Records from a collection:
— START —

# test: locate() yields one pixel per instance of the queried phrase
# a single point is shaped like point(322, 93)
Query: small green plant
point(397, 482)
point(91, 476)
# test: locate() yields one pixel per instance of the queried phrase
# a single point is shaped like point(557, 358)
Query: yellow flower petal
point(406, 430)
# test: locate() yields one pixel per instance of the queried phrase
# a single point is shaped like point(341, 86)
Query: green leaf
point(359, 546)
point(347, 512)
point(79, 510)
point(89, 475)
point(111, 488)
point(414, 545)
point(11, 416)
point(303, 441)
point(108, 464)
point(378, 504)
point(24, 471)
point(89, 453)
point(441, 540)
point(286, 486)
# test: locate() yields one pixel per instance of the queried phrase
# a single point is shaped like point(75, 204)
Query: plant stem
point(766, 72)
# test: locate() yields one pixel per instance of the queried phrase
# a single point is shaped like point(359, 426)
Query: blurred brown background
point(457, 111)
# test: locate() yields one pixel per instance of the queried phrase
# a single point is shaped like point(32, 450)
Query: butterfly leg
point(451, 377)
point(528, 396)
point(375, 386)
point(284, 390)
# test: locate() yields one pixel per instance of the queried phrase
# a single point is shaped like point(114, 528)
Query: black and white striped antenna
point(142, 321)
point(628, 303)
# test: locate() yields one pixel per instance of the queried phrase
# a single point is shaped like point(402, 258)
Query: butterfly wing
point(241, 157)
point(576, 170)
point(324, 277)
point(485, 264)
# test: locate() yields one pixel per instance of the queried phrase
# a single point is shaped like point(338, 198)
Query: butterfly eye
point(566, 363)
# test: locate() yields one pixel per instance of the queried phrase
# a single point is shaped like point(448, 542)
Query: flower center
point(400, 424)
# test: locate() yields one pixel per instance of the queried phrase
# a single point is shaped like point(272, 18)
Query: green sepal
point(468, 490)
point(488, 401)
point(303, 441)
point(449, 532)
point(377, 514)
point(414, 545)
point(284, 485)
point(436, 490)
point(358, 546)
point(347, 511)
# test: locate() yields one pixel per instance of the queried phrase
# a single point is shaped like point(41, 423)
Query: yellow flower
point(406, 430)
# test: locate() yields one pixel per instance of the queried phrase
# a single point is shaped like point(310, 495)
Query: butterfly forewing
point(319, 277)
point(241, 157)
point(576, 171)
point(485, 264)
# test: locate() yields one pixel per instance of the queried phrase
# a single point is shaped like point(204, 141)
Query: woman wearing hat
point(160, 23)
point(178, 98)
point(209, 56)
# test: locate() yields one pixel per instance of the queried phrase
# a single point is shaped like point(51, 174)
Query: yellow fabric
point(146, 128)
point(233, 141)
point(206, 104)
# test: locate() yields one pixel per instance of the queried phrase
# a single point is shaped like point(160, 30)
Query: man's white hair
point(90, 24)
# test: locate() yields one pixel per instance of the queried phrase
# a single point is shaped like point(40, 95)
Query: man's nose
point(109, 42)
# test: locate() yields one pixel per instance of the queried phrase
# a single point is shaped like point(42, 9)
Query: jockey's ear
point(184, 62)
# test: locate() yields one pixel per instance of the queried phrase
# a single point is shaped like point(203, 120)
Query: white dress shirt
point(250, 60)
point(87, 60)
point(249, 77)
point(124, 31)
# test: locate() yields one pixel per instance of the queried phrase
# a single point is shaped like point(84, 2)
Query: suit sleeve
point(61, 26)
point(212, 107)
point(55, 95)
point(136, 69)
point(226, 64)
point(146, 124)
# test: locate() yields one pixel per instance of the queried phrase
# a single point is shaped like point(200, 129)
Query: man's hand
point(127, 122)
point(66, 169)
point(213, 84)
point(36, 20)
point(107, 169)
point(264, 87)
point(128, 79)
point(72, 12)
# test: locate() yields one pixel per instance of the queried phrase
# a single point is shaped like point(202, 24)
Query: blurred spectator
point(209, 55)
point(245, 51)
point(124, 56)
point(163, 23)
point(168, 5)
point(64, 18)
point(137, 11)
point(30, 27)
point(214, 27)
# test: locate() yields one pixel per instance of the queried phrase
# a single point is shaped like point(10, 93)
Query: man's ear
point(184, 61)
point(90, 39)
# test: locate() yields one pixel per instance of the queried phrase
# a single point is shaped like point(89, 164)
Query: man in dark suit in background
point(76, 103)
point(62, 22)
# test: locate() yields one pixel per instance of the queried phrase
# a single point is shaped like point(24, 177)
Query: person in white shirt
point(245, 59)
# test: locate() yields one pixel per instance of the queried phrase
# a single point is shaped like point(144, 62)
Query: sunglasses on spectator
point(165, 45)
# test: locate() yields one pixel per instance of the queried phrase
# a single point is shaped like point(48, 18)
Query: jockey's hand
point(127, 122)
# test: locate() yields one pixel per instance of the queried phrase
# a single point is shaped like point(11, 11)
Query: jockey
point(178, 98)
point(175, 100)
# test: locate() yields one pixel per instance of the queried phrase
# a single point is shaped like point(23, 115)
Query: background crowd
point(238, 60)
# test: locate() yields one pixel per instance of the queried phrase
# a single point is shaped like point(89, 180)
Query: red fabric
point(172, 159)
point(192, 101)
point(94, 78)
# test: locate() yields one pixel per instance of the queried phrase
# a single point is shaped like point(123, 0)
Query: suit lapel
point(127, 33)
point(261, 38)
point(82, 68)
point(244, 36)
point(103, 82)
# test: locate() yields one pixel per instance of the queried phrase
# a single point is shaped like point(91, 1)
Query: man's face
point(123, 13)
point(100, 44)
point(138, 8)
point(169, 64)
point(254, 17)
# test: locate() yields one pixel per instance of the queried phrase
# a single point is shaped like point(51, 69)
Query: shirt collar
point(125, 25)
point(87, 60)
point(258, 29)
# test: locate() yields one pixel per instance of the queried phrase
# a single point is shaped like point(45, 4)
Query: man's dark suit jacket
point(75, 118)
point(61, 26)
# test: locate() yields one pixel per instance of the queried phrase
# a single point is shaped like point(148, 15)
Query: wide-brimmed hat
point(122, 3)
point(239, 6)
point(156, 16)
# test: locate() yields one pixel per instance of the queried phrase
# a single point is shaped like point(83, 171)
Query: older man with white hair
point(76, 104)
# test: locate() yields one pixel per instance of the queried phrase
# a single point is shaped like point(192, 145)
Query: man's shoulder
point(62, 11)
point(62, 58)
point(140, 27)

— END —

REQUIREMENTS.
Write out the rows again from the start of the records through the line with "point(457, 111)", requests included. Shift every coordinate in the answer points up by 4, and leave the requests and the sample points in the comment lines unchanged.

SOLUTION TO THIS EXERCISE.
# test: locate() yields one pixel per instance of the queried phrase
# a single point is shaped like point(322, 93)
Query: small green plant
point(401, 486)
point(95, 480)
# test: locate() yields one pixel per instance of the queried phrase
# a single point is shaped like point(557, 358)
Query: yellow flower petal
point(410, 434)
# test: locate() yields one pixel per instance of the queried phrase
# a single point is shaped like point(341, 86)
Query: green leaf
point(363, 550)
point(351, 516)
point(83, 514)
point(93, 479)
point(115, 492)
point(418, 549)
point(15, 420)
point(307, 445)
point(112, 468)
point(382, 508)
point(28, 475)
point(93, 457)
point(445, 544)
point(290, 490)
# test: locate() yields one pixel per instance of the queried phrase
# a single point is shaped like point(75, 204)
Query: plant stem
point(770, 76)
# test: locate() yields one pixel per instance of the queried phrase
# a single point is shaped like point(359, 426)
Query: blurred brown background
point(461, 115)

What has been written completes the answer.